-- Compito assegnato --
Riporta il passo dell'estratto sui conti Guidi che va da "Non sembra che" giù fino a "Arezzo e Bologna.", sostituendo "guelfi bolognesi" con "guelfi di Bologna".

-- Estratto del documento --
····················

Il territorio fu organizzato in un distretto compatto - cui più tardi venne dato il nome di viscontado di Val d'Ambra - per il quale venne anche predisposta una raccolta statutaria promulgata dallo stesso G., che è una delle prime e più significative testimonianze di legislazione signorile (seppure frutto di un probabile processo di stratificazione in più fasi). Per l'amministrazione di tale territorio fu istituita sul modello cittadino una carica podestarile annuale, che il G. affidò varie volte a esponenti della nobiltà aretina. Il legame creatosi con tale città gli permise di svolgervi, nel 1264, insieme col conte Guido Guidi da Romena, un ruolo di pacificatore fra le fazioni.
Il G. fu comunque attivo in questi anni anche sull'altro versante appenninico. Nel 1258, approfittando di una divisione interna a Faenza, aveva cercato di riedificare e munire le rocche di Cepperano e Pietramora, che i Faentini avevano in precedenza ottenuto di distruggere in quanto minaccia alla libertà cittadina. La città però reagì e, dopo un periodo di guerra, impose nuovamente al G. la distruzione dei due castelli e l'inserimento del loro territorio nel contado cittadino. Nello scontro, o forse prima, i Faentini avevano istigato la ribellione di Modigliana che fu repressa dal G. e dai parenti; tuttavia, per rinsaldare il legame di fedeltà, fu necessario fissare dei patti reciproci fra il signore e i suoi soggetti, patti che assunsero anche in questo caso caratteristiche simili a un testo statutario, ma che dovettero venire ancora rivisti attraverso una mediazione del Comune di Forlì nel 1271. Per converso il G. otteneva nel 1274, dopo un'altra serie di scontri, la distruzione del castello che i Faentini avevano costruito all'interno del suo territorio.
Non sembra che il G. abbia preso parte all'accordo di pace che il papa Gregorio X mediò nel 1273 tra Firenze e i principali esponenti ghibellini dei Guidi, forse per un suo maggior coinvolgimento in questo periodo nell'area romagnola. Con il prevalere a Faenza della fazione ghibellina e l'accoglimento in essa dei fuorusciti bolognesi della parte dei Lambertazzi, il G. si riaccostò politicamente alla città, militò quindi con i suoi uomini sotto Guido da Montefeltro contro i guelfi bolognesi e partecipò alla vittoria su di essi nella battaglia del ponte a S. Procolo dell'aprile 1275, avendo attorno a sé gran parte dei figli maschi, che costituivano di fatto un nutrito gruppo di giovani cavalieri, alcuni dei quali si erano già distinti nelle lotte di fazione in Faenza, Arezzo e Bologna.
Dal matrimonio con Adelasia erano nati otto maschi: Ruggero, Bandino, Tegrimo, Bonifacio (Fazio), Tancredi, Guido, Corrado, Gualtieri e tre femmine: Tancia, Albiera e Margherita. Quest'ultima morì nel 1275; le sue nozze, poco più che bambina, nel 1256 con Bonifacio di Susinana erano state importanti poiché, oltre a essere una delle ultime occasioni di riunione pacifica di molti dei conti Guidi, avevano costituito un tentativo di creare una alleanza fra i conti Guidi e i Pagani da Susinana, signori di una vasta area nella valle del Senio.

····················

-- Registrazioni --

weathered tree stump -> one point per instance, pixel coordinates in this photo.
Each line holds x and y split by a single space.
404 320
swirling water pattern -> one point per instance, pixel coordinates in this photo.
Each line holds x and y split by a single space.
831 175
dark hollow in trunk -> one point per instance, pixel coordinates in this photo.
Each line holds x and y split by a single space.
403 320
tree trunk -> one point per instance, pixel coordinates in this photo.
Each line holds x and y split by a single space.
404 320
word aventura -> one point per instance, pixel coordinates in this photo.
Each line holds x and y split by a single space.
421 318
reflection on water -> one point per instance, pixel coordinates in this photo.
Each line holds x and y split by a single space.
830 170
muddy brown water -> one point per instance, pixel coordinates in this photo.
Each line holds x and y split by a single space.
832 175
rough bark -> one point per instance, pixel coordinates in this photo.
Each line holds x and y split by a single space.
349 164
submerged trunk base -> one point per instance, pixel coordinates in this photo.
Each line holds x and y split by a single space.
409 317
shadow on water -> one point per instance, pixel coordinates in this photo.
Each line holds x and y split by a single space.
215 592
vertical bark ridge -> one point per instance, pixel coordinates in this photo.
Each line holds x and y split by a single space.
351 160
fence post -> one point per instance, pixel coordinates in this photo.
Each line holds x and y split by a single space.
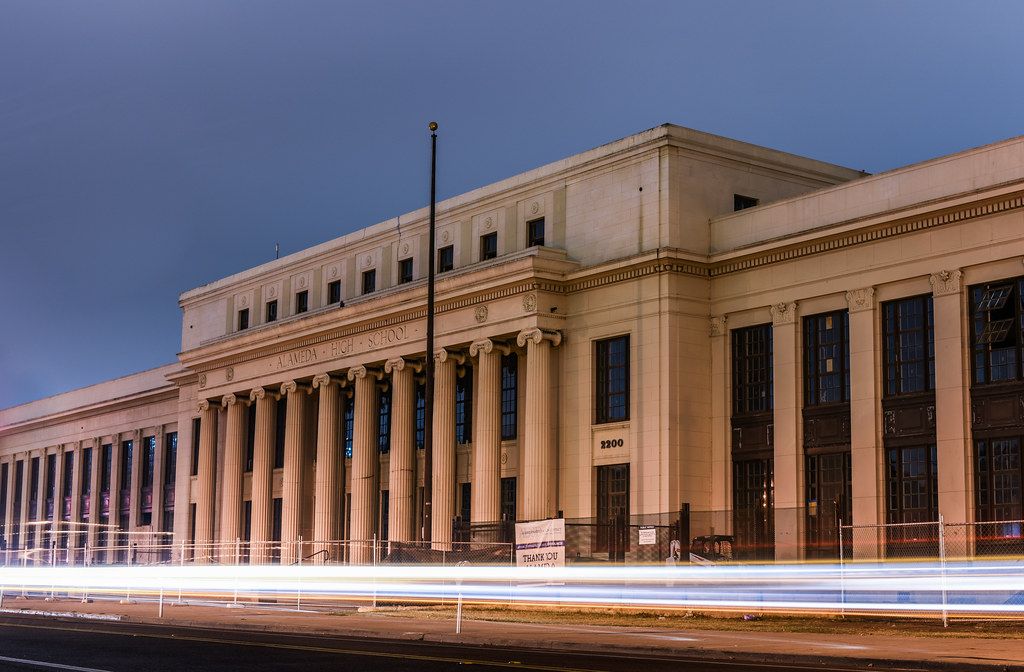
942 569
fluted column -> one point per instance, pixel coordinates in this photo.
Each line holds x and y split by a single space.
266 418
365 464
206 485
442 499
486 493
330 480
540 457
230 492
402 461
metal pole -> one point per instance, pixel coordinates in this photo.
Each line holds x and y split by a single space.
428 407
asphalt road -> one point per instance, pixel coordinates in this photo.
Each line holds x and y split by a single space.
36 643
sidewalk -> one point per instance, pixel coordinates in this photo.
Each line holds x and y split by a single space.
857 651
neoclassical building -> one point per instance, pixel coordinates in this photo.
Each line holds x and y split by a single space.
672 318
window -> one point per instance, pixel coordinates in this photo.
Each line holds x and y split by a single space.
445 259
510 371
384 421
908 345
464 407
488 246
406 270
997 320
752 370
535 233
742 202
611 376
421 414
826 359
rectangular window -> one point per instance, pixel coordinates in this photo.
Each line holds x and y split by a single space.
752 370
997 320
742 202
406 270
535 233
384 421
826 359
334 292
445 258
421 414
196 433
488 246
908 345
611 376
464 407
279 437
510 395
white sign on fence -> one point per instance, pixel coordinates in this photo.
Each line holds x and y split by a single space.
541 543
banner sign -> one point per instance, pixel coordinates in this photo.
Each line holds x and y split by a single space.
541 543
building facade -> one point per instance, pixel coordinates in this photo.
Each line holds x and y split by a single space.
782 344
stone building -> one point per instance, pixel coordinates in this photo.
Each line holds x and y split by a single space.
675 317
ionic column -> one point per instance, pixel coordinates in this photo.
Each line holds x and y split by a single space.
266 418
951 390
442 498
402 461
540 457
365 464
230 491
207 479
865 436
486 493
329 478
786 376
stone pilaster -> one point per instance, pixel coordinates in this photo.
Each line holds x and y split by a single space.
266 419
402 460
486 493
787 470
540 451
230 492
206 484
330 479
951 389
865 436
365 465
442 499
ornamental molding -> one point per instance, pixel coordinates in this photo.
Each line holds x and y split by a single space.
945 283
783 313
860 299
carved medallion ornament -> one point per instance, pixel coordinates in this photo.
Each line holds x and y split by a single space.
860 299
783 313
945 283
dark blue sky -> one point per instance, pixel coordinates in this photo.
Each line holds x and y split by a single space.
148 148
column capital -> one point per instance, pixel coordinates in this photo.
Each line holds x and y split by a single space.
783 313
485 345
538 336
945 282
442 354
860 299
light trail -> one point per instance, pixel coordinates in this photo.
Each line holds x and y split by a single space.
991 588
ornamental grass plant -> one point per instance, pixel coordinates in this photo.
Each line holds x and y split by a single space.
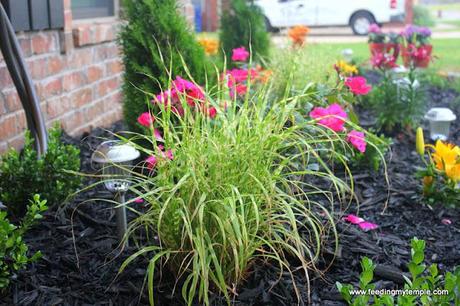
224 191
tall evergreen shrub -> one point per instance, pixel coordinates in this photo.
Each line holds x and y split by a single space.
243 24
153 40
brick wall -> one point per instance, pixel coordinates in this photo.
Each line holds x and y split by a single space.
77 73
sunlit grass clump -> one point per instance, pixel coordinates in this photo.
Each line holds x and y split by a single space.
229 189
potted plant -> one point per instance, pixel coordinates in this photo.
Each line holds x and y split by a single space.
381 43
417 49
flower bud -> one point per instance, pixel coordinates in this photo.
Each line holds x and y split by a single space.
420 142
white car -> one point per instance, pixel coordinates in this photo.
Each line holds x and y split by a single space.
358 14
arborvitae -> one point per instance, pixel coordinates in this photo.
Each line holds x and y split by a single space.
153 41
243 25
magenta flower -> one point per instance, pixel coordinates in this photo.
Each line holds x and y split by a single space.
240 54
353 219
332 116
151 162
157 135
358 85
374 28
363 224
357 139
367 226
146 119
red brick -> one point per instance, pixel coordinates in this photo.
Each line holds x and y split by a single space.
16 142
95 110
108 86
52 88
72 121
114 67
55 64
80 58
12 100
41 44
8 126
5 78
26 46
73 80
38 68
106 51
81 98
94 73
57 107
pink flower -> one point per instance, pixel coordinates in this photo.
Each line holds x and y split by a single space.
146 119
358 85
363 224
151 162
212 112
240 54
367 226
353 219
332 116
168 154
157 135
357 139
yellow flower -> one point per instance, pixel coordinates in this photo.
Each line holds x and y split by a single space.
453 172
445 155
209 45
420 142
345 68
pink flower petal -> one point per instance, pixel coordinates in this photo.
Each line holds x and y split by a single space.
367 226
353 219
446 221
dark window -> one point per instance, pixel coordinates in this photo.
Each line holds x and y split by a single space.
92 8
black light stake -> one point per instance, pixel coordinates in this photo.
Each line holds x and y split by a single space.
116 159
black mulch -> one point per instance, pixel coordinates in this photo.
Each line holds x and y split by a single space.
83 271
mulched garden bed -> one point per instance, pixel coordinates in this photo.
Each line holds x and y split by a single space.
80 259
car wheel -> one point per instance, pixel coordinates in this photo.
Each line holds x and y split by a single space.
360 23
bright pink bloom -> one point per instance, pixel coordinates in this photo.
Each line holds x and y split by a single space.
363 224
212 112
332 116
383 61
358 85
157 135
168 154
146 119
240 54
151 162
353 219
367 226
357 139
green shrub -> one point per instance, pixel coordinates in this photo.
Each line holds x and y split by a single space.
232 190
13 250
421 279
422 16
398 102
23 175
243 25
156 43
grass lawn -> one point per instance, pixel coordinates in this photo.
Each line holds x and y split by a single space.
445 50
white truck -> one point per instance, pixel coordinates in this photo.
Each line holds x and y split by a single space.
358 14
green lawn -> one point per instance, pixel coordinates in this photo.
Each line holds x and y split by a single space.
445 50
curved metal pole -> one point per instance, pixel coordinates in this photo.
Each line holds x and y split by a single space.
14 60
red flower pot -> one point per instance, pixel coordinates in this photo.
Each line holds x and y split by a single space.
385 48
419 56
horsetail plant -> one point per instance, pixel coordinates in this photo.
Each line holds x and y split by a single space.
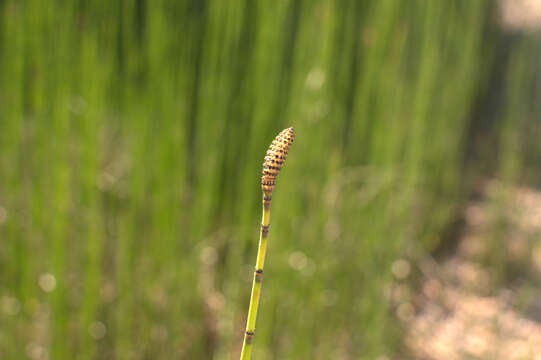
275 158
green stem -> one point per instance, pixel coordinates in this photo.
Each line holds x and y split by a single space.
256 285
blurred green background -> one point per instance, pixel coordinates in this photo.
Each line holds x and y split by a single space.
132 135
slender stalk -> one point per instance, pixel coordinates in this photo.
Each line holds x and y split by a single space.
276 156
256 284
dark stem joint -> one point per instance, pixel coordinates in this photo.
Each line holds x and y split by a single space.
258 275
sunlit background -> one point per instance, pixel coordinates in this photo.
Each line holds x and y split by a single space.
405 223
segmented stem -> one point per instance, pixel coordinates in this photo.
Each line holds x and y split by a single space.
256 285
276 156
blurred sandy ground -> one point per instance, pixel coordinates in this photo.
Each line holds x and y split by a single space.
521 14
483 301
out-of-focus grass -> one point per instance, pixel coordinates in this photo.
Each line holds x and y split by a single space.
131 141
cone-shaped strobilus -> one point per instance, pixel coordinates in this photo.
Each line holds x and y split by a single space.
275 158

····················

-- Il risultato --
Non sembra che il G. abbia preso parte all'accordo di pace che il papa Gregorio X mediò nel 1273 tra Firenze e i principali esponenti ghibellini dei Guidi, forse per un suo maggior coinvolgimento in questo periodo nell'area romagnola. Con il prevalere a Faenza della fazione ghibellina e l'accoglimento in essa dei fuorusciti bolognesi della parte dei Lambertazzi, il G. si riaccostò politicamente alla città, militò quindi con i suoi uomini sotto Guido da Montefeltro contro i guelfi di Bologna e partecipò alla vittoria su di essi nella battaglia del ponte a S. Procolo dell'aprile 1275, avendo attorno a sé gran parte dei figli maschi, che costituivano di fatto un nutrito gruppo di giovani cavalieri, alcuni dei quali si erano già distinti nelle lotte di fazione in Faenza, Arezzo e Bologna.